> _The problem_: Look below. Copy each line that has "building" in it.

____ Raw data

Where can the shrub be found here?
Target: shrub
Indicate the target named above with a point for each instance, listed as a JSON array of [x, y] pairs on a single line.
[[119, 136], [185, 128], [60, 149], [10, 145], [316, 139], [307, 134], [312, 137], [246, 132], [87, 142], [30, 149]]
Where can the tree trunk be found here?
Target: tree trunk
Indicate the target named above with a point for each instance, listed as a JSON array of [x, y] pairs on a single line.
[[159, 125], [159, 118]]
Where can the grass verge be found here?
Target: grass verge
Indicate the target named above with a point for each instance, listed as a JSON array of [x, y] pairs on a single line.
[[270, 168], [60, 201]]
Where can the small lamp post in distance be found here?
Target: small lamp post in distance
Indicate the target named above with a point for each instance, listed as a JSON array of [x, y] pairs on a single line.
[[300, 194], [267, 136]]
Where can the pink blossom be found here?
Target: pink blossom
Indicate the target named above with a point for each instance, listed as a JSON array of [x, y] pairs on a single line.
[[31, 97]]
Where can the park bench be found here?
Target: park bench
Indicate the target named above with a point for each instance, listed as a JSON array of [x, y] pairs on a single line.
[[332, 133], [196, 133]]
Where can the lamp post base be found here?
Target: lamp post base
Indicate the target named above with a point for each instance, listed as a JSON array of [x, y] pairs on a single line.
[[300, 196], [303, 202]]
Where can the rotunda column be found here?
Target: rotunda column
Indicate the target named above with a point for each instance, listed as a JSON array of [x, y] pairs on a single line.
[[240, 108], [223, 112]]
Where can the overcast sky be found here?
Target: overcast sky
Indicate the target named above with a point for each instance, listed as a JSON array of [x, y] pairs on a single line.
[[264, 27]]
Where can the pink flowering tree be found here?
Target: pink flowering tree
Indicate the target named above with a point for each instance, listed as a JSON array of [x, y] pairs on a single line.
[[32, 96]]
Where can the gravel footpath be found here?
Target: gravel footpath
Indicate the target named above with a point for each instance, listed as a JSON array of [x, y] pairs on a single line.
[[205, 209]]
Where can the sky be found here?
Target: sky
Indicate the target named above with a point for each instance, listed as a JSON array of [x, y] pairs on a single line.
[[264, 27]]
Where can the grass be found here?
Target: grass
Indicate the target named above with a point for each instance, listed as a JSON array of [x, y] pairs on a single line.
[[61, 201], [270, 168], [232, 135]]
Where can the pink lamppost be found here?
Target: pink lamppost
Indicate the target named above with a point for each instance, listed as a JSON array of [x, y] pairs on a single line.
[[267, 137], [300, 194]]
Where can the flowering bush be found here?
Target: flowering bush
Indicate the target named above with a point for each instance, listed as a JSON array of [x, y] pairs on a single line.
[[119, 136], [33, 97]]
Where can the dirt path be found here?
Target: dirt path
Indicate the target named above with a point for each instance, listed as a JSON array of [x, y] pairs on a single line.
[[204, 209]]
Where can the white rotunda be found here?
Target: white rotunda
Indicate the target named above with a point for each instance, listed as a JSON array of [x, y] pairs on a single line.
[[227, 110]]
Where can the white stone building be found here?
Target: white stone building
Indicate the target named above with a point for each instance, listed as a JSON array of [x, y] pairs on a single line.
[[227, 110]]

________
____ Raw data

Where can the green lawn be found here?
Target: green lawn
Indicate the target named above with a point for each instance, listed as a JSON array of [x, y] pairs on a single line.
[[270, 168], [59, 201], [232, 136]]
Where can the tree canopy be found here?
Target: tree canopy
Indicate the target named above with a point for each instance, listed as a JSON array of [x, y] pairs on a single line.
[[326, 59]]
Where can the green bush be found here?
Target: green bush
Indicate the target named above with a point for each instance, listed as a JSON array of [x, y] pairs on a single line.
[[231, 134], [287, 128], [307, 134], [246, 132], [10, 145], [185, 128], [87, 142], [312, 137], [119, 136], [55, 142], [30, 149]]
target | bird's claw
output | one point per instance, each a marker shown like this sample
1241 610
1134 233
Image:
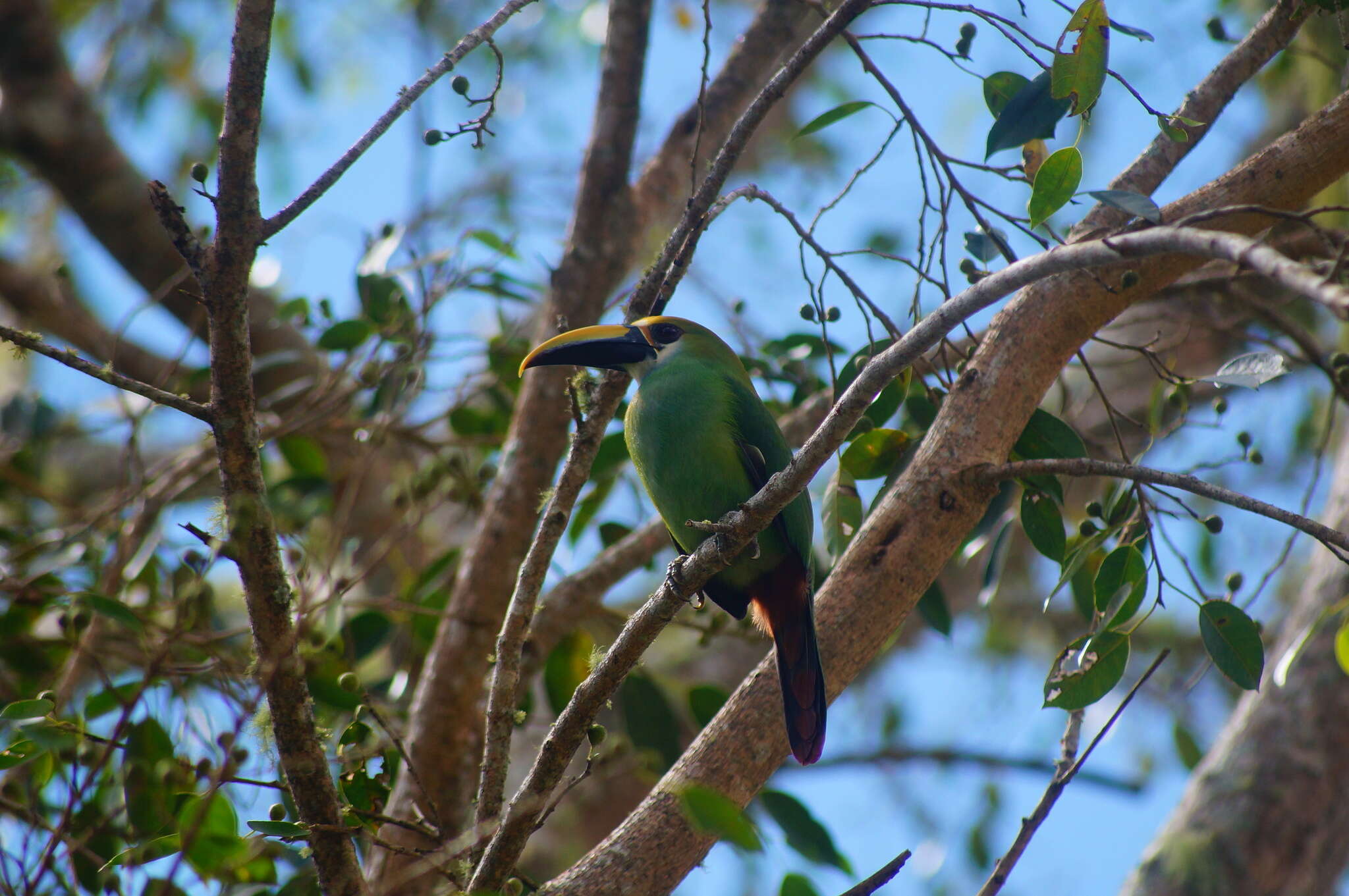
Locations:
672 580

________
____ Raw data

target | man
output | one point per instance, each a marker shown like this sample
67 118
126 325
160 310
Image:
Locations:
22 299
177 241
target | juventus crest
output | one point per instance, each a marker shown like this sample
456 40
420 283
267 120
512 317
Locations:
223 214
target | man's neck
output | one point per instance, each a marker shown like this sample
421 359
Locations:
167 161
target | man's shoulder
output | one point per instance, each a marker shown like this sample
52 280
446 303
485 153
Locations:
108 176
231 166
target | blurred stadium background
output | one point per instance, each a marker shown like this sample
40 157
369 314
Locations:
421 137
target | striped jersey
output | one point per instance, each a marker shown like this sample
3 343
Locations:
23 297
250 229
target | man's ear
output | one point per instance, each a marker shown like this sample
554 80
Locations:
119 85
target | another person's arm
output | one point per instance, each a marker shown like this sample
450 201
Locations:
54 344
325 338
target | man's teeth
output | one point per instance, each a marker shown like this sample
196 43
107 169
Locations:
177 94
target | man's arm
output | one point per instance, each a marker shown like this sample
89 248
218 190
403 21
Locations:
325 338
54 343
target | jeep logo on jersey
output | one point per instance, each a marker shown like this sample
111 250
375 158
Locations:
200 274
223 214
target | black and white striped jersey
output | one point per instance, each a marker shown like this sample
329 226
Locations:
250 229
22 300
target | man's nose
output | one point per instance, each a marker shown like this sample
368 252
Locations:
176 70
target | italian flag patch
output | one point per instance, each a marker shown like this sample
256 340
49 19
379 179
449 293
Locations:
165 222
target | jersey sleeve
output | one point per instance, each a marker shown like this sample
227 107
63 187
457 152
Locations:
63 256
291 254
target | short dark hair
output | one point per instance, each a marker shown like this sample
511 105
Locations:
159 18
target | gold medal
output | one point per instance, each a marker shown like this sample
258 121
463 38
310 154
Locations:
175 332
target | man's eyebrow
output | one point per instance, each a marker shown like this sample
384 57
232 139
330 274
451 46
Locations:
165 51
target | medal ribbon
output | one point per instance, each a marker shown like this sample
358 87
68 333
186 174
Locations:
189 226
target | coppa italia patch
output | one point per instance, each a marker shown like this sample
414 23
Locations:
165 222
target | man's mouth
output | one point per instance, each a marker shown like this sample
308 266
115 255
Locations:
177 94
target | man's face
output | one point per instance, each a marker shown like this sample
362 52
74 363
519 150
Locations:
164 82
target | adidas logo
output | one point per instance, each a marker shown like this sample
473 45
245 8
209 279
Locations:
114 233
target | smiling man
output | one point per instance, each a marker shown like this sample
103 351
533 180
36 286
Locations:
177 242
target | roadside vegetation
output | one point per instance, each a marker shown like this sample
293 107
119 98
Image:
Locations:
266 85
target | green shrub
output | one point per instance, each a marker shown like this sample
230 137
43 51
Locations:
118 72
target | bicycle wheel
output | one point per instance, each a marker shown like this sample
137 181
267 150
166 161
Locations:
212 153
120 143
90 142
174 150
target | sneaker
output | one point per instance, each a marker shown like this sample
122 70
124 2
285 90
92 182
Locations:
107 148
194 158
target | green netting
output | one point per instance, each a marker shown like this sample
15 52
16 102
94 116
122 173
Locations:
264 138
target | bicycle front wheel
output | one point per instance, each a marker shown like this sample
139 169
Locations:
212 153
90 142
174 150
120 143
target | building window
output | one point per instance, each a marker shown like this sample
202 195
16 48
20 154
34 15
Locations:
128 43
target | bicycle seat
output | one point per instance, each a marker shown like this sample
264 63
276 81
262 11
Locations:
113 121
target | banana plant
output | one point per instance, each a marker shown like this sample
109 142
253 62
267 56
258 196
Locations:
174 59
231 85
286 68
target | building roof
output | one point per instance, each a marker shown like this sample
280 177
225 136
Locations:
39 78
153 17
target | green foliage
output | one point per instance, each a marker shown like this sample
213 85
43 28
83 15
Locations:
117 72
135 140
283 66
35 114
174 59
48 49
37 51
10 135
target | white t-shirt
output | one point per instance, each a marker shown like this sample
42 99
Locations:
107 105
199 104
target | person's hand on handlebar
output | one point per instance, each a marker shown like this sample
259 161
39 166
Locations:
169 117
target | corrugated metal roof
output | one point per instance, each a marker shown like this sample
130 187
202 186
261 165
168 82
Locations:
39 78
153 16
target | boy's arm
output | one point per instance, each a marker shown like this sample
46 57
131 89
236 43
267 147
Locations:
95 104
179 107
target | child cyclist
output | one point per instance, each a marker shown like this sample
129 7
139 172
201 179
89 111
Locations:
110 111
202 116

________

> _Reply to the exercise_:
Where can the white stone building be found here?
Target: white stone building
target | building window
target | building roof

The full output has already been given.